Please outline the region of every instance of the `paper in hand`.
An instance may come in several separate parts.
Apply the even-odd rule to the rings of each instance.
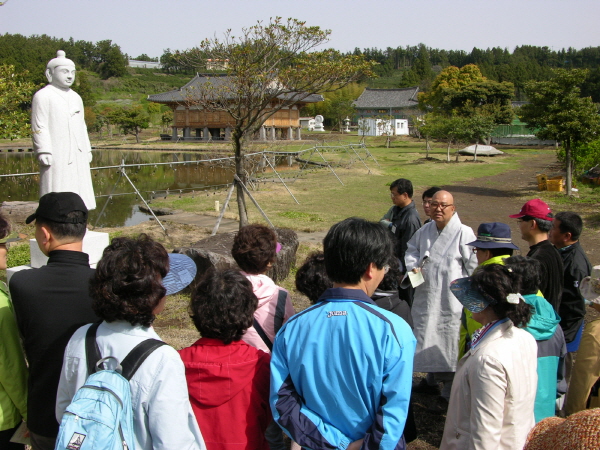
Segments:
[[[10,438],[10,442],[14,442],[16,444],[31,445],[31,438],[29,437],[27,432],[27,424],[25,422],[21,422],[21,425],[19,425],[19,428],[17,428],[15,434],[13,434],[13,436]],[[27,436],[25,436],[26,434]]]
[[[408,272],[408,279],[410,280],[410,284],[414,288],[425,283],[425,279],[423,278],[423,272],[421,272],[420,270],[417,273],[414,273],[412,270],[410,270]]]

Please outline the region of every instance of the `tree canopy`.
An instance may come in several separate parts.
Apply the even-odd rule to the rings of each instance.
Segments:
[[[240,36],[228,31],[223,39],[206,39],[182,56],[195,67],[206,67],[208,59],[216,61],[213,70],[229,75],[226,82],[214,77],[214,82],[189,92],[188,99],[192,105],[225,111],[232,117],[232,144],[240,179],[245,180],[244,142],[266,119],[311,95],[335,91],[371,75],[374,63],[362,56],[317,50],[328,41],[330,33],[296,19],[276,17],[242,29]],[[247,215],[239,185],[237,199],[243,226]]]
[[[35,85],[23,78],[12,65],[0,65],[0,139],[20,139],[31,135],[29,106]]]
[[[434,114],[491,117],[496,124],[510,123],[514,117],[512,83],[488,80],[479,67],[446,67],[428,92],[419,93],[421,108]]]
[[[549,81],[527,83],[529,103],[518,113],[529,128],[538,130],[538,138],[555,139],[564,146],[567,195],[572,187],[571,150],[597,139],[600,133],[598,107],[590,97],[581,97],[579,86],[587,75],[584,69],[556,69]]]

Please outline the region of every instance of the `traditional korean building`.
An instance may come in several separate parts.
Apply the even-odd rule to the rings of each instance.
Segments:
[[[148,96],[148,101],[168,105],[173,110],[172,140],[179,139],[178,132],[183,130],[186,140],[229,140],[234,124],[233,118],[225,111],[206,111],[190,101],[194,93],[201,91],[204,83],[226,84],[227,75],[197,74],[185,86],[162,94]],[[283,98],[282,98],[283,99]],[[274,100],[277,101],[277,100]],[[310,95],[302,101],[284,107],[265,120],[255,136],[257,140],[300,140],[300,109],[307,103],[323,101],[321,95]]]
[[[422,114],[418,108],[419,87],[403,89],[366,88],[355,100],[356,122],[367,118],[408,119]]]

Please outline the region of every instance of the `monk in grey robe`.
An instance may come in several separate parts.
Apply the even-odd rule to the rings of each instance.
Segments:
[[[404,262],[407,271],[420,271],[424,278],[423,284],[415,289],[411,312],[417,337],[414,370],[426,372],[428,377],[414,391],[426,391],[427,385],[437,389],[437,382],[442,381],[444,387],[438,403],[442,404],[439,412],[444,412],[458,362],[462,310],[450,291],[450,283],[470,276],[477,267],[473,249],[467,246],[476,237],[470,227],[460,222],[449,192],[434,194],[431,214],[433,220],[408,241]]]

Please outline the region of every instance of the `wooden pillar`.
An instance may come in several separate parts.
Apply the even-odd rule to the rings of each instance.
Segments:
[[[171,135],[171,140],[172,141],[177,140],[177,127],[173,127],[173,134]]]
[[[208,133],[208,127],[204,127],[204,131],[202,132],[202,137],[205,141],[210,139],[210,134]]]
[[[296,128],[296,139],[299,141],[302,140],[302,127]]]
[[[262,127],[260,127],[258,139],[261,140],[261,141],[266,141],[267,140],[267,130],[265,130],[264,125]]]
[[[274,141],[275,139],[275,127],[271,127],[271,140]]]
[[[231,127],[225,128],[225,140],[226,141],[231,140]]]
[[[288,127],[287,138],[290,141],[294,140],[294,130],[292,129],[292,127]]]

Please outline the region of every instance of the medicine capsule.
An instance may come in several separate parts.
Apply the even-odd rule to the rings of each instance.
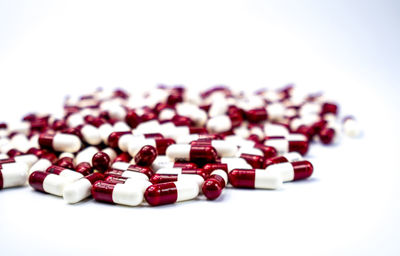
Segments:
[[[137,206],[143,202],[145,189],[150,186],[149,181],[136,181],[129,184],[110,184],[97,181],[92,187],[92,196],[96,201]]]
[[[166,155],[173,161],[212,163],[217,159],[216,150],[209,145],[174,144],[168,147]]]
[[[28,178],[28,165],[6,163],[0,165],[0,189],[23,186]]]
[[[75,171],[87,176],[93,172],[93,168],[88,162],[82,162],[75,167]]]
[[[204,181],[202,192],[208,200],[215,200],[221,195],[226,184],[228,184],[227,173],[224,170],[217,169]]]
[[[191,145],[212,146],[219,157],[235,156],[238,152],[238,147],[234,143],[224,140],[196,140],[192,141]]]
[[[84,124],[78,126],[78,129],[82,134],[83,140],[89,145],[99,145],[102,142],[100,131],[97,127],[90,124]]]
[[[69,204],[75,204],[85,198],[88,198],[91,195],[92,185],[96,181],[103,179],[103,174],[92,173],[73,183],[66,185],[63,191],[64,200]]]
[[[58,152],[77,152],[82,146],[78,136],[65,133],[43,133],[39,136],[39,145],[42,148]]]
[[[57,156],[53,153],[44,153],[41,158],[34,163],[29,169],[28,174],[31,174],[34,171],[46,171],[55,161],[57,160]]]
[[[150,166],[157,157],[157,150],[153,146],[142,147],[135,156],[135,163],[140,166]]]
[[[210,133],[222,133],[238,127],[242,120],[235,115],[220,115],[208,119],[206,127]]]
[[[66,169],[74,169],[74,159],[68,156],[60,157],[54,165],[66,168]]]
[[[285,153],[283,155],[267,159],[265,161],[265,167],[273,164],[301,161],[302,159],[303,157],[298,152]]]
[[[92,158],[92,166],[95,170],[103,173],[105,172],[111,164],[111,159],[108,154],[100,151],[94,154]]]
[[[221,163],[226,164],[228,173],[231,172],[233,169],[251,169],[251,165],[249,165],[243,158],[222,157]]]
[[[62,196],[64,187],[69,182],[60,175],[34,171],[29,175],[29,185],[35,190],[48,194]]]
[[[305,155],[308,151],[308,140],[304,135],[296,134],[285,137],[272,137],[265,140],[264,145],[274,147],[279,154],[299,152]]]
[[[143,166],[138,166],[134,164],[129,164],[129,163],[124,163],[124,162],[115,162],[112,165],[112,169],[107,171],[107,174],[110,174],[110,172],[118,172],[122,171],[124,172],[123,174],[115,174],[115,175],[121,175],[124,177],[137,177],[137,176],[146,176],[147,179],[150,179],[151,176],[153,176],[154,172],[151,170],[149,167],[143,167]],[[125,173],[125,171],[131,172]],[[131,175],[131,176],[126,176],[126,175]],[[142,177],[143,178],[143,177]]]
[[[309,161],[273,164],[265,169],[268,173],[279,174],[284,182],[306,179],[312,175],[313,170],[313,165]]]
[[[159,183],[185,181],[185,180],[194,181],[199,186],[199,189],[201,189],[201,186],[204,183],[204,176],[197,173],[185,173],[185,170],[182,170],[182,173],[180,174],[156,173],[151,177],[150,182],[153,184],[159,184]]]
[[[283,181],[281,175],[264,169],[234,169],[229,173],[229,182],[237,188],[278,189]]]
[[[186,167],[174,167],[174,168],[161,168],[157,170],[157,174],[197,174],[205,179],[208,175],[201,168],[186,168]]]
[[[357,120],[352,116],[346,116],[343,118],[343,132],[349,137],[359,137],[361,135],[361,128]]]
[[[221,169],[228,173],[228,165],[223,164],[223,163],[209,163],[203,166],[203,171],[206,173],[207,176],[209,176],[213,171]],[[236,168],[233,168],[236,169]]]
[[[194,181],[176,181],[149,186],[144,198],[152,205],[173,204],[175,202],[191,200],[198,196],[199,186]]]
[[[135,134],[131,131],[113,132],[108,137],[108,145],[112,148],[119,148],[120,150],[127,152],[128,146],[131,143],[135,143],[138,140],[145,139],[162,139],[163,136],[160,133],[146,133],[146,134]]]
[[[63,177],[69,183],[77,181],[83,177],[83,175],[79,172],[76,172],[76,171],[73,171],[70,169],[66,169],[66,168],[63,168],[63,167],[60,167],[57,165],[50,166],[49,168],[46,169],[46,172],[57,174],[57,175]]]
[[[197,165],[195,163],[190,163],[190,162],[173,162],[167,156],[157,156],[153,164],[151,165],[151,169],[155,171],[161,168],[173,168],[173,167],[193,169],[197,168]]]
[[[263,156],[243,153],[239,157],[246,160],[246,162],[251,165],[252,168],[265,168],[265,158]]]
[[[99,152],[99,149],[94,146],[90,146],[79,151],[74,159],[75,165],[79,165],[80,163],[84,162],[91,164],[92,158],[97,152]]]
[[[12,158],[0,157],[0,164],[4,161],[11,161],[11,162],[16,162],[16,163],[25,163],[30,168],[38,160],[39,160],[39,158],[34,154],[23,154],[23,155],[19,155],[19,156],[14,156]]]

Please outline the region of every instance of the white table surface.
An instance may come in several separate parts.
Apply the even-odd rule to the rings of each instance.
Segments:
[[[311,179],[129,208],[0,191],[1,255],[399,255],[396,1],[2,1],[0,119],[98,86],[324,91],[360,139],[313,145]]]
---
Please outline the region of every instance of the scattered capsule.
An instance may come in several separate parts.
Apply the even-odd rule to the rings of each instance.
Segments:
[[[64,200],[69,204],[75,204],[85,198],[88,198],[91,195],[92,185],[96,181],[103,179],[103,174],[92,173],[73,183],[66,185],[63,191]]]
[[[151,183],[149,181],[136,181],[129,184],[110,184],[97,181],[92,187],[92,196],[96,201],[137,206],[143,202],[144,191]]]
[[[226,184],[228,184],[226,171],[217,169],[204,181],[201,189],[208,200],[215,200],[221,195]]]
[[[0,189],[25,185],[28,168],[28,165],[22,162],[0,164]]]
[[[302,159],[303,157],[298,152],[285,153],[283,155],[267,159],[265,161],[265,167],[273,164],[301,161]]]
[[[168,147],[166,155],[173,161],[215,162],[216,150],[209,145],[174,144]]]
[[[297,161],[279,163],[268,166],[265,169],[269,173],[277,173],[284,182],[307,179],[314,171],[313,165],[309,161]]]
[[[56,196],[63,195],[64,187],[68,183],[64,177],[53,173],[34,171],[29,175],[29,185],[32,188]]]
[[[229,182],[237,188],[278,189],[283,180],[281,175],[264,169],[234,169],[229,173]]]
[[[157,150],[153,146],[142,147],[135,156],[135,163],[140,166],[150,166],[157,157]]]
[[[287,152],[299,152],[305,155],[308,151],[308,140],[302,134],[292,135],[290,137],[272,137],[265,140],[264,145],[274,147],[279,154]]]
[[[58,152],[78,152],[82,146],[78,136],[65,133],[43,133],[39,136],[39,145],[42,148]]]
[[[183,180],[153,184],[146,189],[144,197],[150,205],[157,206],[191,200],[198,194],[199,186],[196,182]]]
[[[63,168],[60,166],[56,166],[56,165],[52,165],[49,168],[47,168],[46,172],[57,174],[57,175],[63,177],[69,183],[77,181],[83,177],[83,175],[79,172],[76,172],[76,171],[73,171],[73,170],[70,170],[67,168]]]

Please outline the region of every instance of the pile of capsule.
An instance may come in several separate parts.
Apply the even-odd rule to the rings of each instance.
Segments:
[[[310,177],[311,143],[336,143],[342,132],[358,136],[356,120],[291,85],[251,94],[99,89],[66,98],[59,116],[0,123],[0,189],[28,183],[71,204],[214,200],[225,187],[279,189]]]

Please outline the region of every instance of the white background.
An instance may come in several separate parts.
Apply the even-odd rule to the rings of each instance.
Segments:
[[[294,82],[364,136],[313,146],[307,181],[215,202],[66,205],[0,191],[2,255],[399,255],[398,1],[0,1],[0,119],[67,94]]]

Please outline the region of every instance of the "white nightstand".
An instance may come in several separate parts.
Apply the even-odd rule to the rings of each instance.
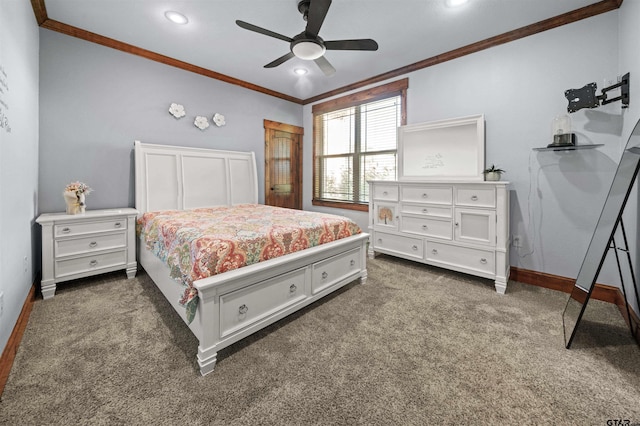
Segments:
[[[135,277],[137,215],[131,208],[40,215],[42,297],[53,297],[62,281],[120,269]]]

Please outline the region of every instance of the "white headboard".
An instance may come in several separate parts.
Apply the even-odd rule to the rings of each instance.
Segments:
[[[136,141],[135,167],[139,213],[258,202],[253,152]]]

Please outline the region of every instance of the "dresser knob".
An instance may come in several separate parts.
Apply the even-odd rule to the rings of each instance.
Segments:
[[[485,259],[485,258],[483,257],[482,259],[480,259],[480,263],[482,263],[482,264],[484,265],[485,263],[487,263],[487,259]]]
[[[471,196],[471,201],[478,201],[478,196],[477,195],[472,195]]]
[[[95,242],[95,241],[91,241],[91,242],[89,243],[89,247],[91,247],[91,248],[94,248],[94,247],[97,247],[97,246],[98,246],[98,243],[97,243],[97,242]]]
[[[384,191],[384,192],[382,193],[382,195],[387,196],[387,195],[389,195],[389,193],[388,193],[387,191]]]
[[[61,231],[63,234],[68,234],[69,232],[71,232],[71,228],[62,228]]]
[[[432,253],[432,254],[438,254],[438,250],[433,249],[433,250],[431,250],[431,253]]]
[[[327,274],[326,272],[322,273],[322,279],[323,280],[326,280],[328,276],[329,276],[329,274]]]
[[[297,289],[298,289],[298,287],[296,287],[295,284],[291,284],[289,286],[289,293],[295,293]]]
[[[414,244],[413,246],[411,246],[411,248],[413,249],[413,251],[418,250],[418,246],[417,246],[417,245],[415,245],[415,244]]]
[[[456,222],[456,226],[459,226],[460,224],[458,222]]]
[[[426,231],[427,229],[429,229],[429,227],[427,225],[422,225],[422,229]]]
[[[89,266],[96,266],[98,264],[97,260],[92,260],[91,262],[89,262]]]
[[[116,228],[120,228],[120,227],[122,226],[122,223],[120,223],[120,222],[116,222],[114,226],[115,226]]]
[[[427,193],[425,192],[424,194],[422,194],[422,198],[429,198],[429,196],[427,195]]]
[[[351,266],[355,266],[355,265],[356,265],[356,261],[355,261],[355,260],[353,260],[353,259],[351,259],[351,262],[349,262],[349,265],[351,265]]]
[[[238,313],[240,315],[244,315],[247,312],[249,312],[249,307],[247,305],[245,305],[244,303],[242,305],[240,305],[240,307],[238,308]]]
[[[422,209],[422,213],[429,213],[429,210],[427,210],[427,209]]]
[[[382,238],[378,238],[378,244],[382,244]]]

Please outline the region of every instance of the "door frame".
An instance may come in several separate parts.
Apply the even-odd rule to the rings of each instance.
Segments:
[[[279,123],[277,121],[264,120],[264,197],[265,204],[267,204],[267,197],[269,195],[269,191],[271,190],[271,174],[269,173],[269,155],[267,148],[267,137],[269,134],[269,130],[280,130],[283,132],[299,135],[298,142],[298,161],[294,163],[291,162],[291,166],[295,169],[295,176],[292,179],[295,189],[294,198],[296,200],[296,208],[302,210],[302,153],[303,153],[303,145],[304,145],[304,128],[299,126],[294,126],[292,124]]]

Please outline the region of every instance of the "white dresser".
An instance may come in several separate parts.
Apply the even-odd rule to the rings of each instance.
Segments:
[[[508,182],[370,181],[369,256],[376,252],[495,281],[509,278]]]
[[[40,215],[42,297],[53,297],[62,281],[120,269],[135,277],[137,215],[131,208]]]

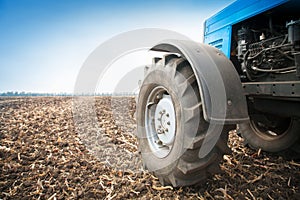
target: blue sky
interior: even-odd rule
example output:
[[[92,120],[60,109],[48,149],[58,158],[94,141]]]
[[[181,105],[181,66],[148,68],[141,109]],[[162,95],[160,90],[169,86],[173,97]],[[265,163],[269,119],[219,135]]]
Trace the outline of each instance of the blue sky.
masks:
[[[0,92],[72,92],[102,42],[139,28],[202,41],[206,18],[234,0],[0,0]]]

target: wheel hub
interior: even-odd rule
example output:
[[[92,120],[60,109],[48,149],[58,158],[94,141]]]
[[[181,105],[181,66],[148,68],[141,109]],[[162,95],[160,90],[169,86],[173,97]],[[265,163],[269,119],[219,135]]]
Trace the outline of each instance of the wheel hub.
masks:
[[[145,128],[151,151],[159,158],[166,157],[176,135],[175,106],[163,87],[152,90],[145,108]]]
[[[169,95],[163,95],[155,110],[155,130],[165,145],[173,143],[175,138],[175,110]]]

- WHAT NEEDS TO BE DONE -
Looking at the material above, please state how many lines include the string "Trace", and give only that number.

- YOUR SOLUTION -
2